*Your task:*
Say how many lines of the listing below include the string "excavator" and add nothing else.

*Material for this task:*
++++
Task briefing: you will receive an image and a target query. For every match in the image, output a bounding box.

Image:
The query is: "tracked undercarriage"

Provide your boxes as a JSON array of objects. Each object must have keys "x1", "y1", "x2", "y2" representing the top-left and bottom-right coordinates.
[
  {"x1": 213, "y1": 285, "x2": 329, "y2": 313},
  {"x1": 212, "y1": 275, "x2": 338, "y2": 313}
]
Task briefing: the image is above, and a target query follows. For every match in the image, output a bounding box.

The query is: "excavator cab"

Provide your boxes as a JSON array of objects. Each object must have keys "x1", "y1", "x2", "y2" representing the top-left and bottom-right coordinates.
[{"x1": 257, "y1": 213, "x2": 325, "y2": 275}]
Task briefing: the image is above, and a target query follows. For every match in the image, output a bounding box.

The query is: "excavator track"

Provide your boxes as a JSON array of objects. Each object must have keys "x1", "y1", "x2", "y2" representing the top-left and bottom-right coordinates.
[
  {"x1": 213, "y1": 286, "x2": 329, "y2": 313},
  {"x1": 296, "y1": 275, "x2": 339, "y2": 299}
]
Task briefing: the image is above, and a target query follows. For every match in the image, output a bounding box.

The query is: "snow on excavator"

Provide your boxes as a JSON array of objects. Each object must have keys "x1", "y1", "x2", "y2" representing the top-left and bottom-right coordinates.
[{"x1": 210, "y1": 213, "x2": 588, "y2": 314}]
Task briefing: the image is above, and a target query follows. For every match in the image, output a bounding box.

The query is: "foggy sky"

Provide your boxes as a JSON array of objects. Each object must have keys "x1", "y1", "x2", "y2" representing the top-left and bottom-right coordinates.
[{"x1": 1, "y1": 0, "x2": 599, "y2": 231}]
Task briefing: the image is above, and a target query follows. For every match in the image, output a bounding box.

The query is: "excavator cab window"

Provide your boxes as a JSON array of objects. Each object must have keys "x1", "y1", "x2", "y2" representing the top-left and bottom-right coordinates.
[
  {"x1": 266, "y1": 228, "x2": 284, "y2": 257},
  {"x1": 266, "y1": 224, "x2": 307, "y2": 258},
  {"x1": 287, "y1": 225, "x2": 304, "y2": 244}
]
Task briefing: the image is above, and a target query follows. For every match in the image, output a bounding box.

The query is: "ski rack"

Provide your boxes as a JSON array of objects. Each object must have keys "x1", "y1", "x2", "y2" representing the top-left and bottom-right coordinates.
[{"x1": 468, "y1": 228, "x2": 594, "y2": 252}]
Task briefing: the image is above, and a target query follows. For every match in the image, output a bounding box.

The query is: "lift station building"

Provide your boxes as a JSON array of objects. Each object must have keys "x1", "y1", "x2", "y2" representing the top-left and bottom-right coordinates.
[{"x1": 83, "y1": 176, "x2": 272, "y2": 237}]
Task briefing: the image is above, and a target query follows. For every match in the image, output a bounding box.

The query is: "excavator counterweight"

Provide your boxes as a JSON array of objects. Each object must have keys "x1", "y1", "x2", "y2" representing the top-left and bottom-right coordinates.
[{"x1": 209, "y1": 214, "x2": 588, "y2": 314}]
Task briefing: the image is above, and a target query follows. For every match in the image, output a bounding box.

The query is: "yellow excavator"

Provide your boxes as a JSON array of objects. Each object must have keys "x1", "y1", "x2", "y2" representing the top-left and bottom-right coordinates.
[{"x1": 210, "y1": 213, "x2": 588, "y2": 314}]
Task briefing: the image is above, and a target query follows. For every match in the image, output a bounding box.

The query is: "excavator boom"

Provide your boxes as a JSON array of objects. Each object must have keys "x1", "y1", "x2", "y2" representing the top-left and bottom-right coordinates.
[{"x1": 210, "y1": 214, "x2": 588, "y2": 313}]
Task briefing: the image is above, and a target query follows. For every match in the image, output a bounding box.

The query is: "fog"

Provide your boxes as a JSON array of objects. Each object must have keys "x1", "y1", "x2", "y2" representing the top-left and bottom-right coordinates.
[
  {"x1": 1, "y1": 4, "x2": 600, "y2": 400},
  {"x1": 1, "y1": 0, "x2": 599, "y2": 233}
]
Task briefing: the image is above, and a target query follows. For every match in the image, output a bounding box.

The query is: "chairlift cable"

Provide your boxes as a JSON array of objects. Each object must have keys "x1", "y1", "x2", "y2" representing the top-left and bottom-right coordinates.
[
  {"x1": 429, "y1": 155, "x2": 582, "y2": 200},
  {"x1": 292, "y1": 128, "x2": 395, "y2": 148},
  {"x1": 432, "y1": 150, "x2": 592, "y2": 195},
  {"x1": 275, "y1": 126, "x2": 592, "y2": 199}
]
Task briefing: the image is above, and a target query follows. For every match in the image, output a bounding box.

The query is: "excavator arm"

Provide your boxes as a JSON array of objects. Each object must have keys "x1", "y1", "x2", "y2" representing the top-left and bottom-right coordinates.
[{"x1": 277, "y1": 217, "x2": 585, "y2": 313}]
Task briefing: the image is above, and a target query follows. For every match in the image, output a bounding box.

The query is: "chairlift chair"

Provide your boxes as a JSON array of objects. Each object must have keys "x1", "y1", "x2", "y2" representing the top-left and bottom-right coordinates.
++++
*Output of the task:*
8